▸ **Problem description**
Extend the post criticizing Obama's Charleston eulogy, picking up right after its final sentence.

▸ **Selected excerpt**
Obama's pulpit: Should elected officials be preaching theology?

I have been googling around for atheist opinions on the president's eulogy June 26th at the AME church in Charleston and haven't found anything. Was wondering if anyone else has reacted as strongly to Obama's performance as I have. Negatively, I mean.

I find it deeply offensive that a person in the highest elected position in the land took the opportunity to become a preacher  --  not just someone speaking for the spiritual side of human nature, but a real Christian preacher.  

Obama's use of the statement “We’ve been blind / but now we see" was appalling. First of all, who's the "We"? I hope he's not including any of the millions of Americans who have never been blind to the evils of slavery or to the white South's continued use of the Confederate flag to help haters bond.

And when he says:  “We don’t earn grace. We're all sinners. We don't deserve it. But God gives it to us anyway," should non-theists believe that he is speaking for us as well?  One could argue that he is speaking about grace in the broadest spiritual sense, a human goodness we are somehow born with but somehow don't always recognize.   But you can't do that in the context of this very Christian eulogy about the grace of a very Christian god who can deliver a Christian concept of grace to a Christian concept of sinners.

▸ **Records from a data collection**
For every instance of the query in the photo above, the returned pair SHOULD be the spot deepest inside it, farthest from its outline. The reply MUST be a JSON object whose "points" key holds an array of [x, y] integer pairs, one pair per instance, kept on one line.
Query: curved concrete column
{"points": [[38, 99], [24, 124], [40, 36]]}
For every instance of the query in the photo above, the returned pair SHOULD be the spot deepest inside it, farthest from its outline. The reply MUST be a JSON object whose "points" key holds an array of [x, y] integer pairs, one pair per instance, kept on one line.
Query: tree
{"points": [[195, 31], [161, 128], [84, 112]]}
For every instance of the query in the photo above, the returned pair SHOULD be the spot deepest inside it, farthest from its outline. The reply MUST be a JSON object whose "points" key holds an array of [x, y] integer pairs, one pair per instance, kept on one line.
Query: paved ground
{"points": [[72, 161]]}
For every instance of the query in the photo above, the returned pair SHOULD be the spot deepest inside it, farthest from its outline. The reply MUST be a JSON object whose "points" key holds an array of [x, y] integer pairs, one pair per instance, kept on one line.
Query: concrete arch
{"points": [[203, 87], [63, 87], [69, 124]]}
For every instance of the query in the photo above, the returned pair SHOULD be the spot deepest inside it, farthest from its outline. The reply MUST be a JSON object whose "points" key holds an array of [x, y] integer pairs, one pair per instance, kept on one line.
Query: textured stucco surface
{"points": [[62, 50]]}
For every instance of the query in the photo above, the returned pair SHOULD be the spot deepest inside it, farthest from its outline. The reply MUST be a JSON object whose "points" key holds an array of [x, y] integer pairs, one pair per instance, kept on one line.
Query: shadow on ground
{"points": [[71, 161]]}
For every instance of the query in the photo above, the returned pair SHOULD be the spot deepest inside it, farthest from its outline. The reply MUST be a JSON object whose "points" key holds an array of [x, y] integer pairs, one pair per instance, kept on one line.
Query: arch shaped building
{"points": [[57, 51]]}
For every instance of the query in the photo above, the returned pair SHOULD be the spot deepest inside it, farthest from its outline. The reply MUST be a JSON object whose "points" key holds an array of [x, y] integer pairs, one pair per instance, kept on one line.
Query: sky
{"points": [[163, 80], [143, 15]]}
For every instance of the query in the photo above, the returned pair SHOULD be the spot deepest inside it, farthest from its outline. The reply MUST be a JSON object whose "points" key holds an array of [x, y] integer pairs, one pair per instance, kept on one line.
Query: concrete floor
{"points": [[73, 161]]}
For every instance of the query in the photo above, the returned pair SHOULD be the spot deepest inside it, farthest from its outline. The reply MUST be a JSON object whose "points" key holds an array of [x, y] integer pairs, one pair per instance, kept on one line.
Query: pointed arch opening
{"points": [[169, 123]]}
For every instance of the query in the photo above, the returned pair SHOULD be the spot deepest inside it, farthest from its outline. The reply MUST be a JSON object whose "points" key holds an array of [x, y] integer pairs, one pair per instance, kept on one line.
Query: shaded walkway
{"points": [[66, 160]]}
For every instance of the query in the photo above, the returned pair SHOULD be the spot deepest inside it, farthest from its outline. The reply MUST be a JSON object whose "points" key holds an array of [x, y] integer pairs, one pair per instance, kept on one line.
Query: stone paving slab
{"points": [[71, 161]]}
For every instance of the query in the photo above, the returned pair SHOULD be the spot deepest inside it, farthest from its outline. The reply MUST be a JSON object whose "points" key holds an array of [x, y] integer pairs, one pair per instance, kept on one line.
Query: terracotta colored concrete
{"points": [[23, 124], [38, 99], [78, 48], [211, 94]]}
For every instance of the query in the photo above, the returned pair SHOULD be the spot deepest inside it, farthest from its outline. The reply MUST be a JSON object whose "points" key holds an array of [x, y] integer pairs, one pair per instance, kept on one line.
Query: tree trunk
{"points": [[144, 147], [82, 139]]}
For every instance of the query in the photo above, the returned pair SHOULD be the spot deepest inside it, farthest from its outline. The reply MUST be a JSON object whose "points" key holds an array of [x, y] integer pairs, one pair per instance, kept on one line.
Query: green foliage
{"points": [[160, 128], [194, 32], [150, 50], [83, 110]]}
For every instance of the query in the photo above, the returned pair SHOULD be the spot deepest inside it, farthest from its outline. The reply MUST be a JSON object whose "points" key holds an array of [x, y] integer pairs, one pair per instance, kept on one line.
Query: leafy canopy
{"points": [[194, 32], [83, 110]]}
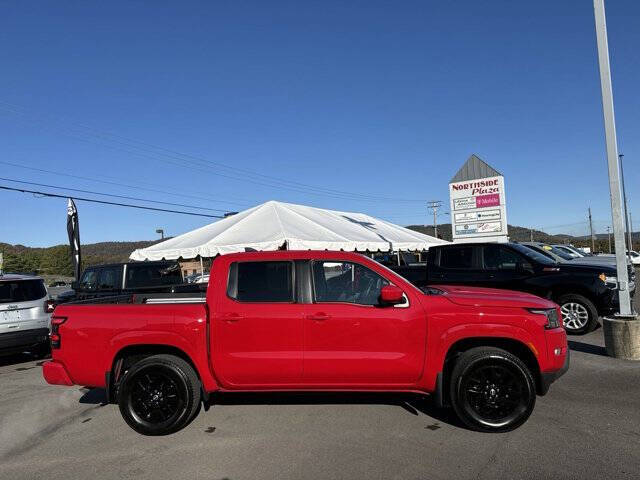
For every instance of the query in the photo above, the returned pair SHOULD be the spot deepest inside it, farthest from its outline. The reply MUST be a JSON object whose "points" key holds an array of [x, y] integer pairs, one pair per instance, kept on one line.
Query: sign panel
{"points": [[478, 209]]}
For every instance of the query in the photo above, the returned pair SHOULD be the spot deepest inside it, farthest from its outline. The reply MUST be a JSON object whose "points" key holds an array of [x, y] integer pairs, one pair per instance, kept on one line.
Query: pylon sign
{"points": [[477, 202]]}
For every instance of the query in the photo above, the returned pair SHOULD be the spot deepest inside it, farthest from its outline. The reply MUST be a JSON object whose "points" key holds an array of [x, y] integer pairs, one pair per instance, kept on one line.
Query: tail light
{"points": [[49, 305], [55, 331]]}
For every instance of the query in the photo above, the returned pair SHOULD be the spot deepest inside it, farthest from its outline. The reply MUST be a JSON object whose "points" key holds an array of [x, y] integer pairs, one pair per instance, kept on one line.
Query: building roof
{"points": [[473, 169]]}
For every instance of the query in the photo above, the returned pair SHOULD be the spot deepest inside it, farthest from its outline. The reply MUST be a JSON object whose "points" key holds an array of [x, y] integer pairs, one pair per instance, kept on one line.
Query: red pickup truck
{"points": [[312, 320]]}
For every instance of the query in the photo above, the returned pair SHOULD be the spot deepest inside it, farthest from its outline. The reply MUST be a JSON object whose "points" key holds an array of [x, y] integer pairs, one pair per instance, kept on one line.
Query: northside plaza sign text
{"points": [[478, 210]]}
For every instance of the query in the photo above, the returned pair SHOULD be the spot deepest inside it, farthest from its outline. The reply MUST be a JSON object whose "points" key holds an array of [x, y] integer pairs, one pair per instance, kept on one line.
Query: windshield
{"points": [[577, 251], [561, 253], [529, 252], [21, 291]]}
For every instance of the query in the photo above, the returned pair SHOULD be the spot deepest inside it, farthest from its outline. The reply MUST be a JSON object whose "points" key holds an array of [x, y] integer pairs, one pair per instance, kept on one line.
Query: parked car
{"points": [[583, 291], [191, 278], [290, 320], [573, 253], [560, 256], [202, 278], [25, 314], [123, 278]]}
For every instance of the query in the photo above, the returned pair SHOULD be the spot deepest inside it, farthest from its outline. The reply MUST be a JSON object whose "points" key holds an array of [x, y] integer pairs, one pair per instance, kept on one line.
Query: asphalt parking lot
{"points": [[588, 426]]}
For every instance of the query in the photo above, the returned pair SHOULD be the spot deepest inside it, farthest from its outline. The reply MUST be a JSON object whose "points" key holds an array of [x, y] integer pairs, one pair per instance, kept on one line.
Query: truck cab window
{"points": [[270, 282], [497, 257], [89, 280], [346, 282], [456, 257], [108, 279]]}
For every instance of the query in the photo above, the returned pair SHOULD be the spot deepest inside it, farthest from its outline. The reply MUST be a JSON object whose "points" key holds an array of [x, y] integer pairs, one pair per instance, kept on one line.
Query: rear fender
{"points": [[196, 353]]}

▸ **Final answer**
To ascribe this new ability to "see" as something related to the grace inherent in a monotheistic (Christian) god is downright insulting. It not only doesn't speak to those of us who don't believe in such things, but it puts Christian believers into the stupid category, implying that they can't recognize immoral, and in this case, racist behavior and attitudes on their own. They can, and they do, including so many of the so-called "saved" ones. Some just prefer to carry hate in their hearts and codify hate in their laws.  

James Fallows (www.theatlantic.com/politics/archive/2015/06/grace/397064/, June 27th) has written that Obama's eulogy illustrates the president's "bridging potential," saying that at "different points in the speech he uses it to mean: we Christians; we African-Americans; we members of the black church; we parents; we people of all faiths and any faith; we Americans." 

But not We non-theists.

The underlying message to people who don't buy into Christian ideology is that elected officials have the right to proselytize on a national pulpit, and those of us who don't ascribe to these same ideas should just turn the TV off for a day or two.

In fact, that shouldn't be happening under our Constitution. Obama has misused the office to deliver such a speech in a public forum. If he wants to preach to like-minded people, turn the cameras off, leave the body-guards at the door, and make sure the event stays private.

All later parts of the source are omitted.